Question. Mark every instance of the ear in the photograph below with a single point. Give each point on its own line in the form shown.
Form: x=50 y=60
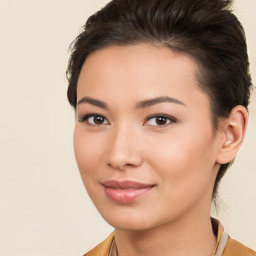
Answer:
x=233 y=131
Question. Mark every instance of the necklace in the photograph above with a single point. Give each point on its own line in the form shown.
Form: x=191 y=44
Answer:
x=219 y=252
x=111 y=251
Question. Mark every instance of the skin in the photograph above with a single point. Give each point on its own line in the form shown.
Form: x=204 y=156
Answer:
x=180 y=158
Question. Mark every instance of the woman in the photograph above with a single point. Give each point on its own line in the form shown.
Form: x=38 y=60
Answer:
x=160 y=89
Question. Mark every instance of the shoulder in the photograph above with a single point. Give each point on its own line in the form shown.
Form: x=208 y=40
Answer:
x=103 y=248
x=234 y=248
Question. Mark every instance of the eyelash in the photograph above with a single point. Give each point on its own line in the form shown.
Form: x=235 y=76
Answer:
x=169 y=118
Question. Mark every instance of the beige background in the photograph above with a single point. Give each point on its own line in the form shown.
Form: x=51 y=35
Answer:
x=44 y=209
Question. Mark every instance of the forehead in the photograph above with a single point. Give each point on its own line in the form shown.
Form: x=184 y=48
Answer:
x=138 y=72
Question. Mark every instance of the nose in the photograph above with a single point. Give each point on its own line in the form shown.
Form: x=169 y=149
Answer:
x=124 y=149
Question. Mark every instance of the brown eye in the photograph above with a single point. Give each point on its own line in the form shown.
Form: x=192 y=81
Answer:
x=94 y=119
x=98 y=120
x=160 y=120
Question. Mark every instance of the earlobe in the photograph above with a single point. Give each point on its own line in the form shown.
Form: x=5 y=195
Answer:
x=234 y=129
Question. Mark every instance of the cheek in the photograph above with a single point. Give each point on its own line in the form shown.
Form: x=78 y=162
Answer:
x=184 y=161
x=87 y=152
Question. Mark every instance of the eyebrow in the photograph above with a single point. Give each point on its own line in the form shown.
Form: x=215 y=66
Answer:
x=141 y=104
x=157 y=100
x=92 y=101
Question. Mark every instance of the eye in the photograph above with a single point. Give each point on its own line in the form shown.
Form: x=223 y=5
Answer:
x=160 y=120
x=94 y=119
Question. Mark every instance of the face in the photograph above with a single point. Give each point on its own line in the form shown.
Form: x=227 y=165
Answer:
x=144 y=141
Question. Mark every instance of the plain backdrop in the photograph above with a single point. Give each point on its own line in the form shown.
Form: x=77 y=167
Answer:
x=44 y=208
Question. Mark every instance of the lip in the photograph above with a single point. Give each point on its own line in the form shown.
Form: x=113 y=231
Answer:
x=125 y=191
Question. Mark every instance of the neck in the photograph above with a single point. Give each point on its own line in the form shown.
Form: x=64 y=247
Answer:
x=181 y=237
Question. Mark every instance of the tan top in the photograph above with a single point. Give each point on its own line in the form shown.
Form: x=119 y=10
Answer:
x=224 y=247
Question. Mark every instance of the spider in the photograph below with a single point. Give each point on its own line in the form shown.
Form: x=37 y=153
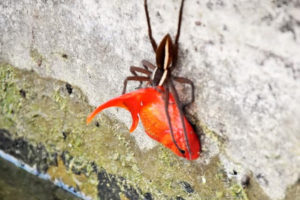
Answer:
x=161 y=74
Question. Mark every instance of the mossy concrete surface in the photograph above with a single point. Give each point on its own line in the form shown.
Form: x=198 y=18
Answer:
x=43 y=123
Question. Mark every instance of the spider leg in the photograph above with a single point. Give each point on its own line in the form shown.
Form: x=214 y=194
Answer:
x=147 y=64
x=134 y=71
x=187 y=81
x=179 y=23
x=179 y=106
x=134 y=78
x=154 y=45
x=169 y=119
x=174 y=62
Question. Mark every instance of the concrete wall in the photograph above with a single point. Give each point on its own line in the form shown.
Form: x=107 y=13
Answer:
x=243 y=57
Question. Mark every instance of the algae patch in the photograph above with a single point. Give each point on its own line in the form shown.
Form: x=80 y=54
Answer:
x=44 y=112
..........
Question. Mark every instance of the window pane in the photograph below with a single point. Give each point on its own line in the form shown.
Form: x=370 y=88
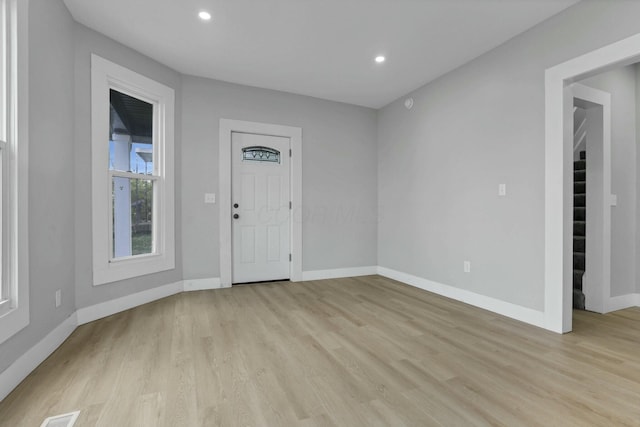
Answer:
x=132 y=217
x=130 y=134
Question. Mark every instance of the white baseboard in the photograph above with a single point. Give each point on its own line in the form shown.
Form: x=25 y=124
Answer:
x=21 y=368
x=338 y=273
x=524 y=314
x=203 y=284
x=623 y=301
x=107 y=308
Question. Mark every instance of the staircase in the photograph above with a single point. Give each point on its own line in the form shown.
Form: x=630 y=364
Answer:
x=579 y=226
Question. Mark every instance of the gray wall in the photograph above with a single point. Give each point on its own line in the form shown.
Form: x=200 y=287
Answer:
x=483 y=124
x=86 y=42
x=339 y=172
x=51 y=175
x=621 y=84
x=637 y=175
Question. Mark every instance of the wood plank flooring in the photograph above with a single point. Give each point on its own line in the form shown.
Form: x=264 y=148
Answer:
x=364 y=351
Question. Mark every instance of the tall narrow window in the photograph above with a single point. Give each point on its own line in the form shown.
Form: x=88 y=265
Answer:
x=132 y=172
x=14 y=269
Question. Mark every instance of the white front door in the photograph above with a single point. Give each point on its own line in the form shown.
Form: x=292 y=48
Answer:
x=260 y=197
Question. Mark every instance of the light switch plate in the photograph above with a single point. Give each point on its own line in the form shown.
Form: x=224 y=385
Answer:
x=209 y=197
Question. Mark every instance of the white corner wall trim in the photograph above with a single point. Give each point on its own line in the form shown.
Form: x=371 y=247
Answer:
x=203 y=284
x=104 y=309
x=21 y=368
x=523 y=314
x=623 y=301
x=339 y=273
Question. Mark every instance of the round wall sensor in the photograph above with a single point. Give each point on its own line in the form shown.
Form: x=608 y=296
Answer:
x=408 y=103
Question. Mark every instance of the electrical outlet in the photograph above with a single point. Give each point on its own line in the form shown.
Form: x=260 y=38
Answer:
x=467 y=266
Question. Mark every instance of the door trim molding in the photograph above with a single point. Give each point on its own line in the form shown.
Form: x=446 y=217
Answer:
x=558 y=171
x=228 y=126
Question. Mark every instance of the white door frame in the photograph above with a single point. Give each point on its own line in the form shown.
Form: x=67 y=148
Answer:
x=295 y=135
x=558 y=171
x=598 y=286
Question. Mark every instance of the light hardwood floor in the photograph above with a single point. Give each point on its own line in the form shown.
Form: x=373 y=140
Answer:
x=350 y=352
..........
**Exercise description**
Reproduce the records above, verbatim, from the line containing "Question. Mark every instance of the white baseboard" through the line containing "x=228 y=126", both lines included.

**Result of the task**
Question. Mark every instance of the white baseboard in the photograph above with a single point. Give each point on its own line in the form shown.
Form: x=25 y=124
Answer:
x=21 y=368
x=338 y=273
x=524 y=314
x=203 y=284
x=623 y=301
x=107 y=308
Question. Mark every instance of the staircase in the photograph above with a single point. Give each point on its own line in the form shown.
Form: x=630 y=364
Answer:
x=579 y=226
Question. Mark every instance of the gray wall in the photograph above with a single point. Give each point on its own line in the form shown.
Form: x=200 y=287
Answer:
x=483 y=124
x=86 y=42
x=339 y=172
x=51 y=175
x=621 y=84
x=637 y=175
Question. Mark every instance of the wood plank flooring in the photograph above with a single point. Give each point on its own line in the form shown.
Form: x=264 y=148
Answer:
x=364 y=351
Question. Mark every instance of the tall narrow window in the photograph above with a single point. Give each point on its own line in the form shown.
Form: x=88 y=265
Answer:
x=132 y=172
x=14 y=269
Question. Mark every instance of the white front door in the photograph above with a single point. Give each point on its own line in the form shown.
Form: x=292 y=48
Answer:
x=260 y=197
Question. Mark every instance of the light switch plate in the photograph above with a single point. Give each point on its own line in the form shown.
Form: x=224 y=385
Answer:
x=209 y=197
Question. Mark every instance of the white corner wall trim in the photograph above with a single point. Give each point on its own line in the form shown.
Form: x=371 y=247
Answer:
x=203 y=284
x=104 y=309
x=21 y=368
x=523 y=314
x=623 y=301
x=339 y=273
Question. Mark every instance of the round wall sensor in the photograph above with a single point. Give each point on its own line in the form shown.
Form: x=608 y=296
Answer:
x=408 y=103
Question. Mark every instance of the electrical outlet in the photograph above with a single point. Give each point on its own line in the form shown.
Form: x=260 y=38
Answer:
x=467 y=266
Question. Mark every instance of the door trim molding in the photograph above with a single point. Give each point on its own line in the form shown.
Form: x=446 y=217
Answer:
x=558 y=171
x=228 y=126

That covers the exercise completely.